> Work instructions: Count the lines of the records below that contain the string "wine", treating case as significant, and reply with only the number.

> Listed records:

^^^^^^^^^^^^^^^^

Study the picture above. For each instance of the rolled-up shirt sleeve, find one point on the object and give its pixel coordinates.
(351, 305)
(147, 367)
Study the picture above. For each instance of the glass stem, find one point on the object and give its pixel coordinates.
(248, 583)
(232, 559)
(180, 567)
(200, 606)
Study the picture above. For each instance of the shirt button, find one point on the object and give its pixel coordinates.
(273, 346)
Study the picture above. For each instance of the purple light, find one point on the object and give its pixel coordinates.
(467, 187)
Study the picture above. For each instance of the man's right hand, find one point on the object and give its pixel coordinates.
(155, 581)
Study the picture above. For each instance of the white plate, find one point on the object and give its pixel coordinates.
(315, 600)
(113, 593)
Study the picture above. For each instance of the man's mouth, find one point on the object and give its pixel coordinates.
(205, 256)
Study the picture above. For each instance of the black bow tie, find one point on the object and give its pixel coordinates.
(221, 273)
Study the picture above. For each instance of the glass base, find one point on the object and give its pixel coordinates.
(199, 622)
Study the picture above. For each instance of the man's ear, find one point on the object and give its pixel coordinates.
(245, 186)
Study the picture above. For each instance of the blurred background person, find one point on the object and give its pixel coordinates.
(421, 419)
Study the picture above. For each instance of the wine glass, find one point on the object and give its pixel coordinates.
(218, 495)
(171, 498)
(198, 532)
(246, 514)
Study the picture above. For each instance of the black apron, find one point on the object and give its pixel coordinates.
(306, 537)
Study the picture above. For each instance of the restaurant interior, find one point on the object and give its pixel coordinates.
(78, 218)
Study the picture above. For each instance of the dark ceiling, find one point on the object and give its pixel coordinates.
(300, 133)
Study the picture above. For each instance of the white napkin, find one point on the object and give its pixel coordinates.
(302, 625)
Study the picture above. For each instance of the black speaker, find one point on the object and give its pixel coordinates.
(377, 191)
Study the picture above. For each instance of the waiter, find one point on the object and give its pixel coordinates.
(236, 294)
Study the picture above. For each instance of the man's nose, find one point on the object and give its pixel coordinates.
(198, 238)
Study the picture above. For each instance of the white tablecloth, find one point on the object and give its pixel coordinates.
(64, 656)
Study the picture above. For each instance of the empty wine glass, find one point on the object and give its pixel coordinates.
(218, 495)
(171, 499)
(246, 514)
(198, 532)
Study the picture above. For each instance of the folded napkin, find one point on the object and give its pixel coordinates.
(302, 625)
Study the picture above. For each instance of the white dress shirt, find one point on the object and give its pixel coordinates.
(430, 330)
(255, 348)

^^^^^^^^^^^^^^^^

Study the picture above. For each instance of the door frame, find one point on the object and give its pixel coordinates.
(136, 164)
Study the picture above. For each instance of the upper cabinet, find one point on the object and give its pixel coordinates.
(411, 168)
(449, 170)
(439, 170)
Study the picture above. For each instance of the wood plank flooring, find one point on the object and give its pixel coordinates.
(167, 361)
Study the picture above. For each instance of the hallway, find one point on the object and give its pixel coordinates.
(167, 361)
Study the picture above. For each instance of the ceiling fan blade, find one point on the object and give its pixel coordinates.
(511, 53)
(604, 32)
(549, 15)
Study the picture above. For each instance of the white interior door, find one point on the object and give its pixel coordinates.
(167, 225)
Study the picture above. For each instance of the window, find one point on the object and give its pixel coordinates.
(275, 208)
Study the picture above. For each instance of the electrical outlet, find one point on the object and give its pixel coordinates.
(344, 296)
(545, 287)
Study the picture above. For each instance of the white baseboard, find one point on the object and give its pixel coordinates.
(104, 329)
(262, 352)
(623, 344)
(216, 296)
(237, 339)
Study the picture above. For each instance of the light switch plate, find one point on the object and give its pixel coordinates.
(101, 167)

^^^^^^^^^^^^^^^^

> Final result: 2